If you are brought up in a culture, as men are, that tells you from the time you are born that the worst thing you can do is feel, that the worst thing you can do is cry or express your vulnerability, what options are you left with? I mean, if I couldn’t cry, I would be in an institution. I don’t know what I would do to process the sorrow and loss and rage and heartbreak of being alive in this century. So, I think about men and ask myself, What do they do with that feeling? Where does it go? It seems logical that it’s going to turn into violence.
Do you think of yourself primarily as an activist now, rather than a writer?
I’m trying not to use any labels like that anymore, because then I get into this duality: am I a this or a that, as opposed to a human being? All of us, including me, like to know who people are. We like to say, “He’s a that; she’s a this.” Then we think we know who they are. What I’m realizing more and more is that I don’t know who I am. This process of living is evolving me all the time.
What are some of the challenges and obstacles you are encountering these days in that process of evolution?
The way the world is structured, the way the media is structured, the way this country is structured. For example, when I was touring with this book, I noticed that the media is structured in a way that requires you to have an enemy. If you don’t have an enemy, someone you’re attacking, they don’t have any use for you. It’s very patriarchal. You can come on one of the shows if you have a position. I’m not really that interested in positions. I’m interested in transformation, reflection, feeling.
Does your work have a spiritual basis?
I don’t see the kind of work I do and spirituality as separate. Anything that attempts to grapple with ambiguity or mystery or love is spiritual at its core.
Are you familiar with the work of Pema Chödrön?
I’ve read almost everything she has written. In fact, it’s funny you should bring that up. I was dreaming last night that I would go away for two weeks and be mentored by her and study under her. That’s how I got myself to go to sleep.
How do you stay whole and human in the middle of the whirlwind that must be your life now?
I have certain practices. I’m a Buddhist; I’ve been practicing for years. I chant. I do a lot of exercise. I try to let myself feel whatever it is I’m feeling. I’m often in the midst of a lot of people’s pain. A lot of people feel compelled, on the basis of what I’m sharing, to share their pain with me. It’s an enormous privilege, but I feel honored, and it’s also extremely painful. Yesterday I had one of those days when I was quite low and I cried for a good part of it. Now I’m better. When we cry, when we take the time to go through what we’re going through, it passes. Many of us don’t think we have the right to feel what we are feeling, so we hold on to it. It metastasizes and makes us feel worse and worse.
What do you hope to accomplish next?
I’m very happy with the theme of V-Day this year, “Reclaiming Peace.” Our spotlight is on women in conflict zones. I think we’ll be doing V-Days in Beirut and Africa. Hopefully we’re going to Darfur.
Many writers and activists aim to get this kind of attention for worthy projects. “The Vagina Monologues” is now being staged in ninety-one countries and thirty-five languages. Why did it succeed where others have not?
The play let women say what they wanted to say, and by doing that, it empowered them. It also had to do with the simplicity of telling one’s story. When you are younger, you think everything is complicated and out of reach. Then you get older and realize that everything is very simple in a certain way. If you just tell the truth, things change.

#### [SUPPLIED MATERIAL]
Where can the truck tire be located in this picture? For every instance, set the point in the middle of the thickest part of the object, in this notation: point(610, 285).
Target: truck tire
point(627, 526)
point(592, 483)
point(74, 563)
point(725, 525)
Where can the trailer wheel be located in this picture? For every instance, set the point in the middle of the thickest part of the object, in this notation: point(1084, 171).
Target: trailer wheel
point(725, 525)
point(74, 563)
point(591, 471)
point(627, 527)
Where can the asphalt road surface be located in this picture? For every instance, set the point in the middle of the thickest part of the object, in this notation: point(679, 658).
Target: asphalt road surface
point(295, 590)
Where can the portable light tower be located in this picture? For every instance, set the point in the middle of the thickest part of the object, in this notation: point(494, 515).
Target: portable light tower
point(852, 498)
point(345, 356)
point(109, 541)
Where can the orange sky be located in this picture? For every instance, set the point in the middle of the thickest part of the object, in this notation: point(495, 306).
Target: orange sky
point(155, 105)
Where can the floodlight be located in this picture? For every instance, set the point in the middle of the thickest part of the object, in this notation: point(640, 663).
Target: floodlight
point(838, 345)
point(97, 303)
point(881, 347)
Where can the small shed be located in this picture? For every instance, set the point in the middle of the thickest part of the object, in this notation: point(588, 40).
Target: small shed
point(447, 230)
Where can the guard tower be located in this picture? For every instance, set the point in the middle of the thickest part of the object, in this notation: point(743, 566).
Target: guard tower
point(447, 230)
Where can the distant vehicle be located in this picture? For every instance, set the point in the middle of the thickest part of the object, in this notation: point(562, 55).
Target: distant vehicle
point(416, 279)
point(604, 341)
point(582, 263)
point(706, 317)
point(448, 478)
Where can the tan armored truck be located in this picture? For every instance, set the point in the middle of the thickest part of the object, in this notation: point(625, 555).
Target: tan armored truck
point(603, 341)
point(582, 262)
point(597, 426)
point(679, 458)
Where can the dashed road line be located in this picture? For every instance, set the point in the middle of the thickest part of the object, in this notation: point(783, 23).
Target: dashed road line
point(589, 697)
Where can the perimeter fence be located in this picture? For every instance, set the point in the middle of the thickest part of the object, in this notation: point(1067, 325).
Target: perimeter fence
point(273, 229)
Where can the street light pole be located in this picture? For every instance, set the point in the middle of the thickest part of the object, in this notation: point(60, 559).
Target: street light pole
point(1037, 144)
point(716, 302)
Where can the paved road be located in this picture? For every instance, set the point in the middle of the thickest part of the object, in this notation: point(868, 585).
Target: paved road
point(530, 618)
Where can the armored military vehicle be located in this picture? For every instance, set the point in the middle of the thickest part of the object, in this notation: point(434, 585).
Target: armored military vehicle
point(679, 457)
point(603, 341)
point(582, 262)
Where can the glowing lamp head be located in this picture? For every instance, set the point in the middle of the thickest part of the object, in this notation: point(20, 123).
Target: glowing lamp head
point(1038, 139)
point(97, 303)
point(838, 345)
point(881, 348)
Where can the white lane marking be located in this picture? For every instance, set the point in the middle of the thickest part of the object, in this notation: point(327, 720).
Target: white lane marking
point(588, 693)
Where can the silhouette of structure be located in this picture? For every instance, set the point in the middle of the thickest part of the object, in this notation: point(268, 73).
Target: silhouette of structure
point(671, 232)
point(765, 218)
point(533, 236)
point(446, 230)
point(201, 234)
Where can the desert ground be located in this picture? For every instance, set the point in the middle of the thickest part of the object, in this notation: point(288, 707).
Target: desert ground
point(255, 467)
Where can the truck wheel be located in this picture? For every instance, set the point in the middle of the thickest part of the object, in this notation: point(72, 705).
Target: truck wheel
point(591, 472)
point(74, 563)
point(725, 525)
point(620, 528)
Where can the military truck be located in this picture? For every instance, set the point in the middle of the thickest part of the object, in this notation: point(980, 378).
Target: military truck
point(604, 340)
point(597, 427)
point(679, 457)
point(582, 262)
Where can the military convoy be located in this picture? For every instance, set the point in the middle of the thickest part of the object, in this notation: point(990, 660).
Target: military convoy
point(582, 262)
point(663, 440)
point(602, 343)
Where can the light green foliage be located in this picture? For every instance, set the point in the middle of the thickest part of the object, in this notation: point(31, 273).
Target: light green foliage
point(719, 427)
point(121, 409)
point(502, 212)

---

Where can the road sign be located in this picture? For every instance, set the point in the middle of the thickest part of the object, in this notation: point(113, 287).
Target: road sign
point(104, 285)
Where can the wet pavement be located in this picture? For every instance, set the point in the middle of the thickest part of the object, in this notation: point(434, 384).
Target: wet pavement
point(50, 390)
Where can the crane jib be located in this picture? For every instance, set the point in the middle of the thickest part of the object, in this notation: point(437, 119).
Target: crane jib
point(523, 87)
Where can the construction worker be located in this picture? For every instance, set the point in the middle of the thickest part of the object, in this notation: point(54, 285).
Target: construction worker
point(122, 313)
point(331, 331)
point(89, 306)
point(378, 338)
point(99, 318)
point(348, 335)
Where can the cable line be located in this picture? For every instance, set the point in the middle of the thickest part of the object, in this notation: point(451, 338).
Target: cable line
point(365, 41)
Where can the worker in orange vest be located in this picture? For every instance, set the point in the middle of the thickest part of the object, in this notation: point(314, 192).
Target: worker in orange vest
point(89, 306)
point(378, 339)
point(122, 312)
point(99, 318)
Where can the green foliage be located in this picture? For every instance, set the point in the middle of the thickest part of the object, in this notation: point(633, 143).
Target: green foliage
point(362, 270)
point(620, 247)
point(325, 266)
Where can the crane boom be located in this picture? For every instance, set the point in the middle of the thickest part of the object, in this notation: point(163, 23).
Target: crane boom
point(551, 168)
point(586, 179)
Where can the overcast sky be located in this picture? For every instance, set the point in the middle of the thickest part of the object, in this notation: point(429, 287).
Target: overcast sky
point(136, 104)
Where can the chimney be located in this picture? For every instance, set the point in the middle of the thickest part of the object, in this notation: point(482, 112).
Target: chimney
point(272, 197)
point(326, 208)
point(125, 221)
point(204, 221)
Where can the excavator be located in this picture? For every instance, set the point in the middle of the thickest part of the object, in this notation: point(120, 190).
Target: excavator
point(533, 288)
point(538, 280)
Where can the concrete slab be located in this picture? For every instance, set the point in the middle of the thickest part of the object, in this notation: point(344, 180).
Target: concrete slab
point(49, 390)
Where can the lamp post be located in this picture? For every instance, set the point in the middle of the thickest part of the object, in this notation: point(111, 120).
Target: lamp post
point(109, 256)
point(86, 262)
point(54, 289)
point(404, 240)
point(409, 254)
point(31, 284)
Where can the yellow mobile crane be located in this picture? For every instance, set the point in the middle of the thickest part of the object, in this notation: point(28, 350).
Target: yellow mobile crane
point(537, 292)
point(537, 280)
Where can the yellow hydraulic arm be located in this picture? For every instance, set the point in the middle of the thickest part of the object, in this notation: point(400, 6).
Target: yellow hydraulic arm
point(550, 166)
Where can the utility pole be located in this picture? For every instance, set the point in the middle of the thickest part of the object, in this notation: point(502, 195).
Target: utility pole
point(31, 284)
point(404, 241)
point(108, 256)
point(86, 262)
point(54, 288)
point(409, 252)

#### [EXERCISE]
Answer from the interview:
(a) What is the theme of V-Day this year?
(b) In how many countries and how many languages is "The Vagina Monologues" now staged?
(c) Whose writing has the interviewee read almost all of?
The records are not needed for this work.

#### [REPLY]
(a) "Reclaiming Peace."
(b) Ninety-one countries and thirty-five languages.
(c) Pema Chödrön's.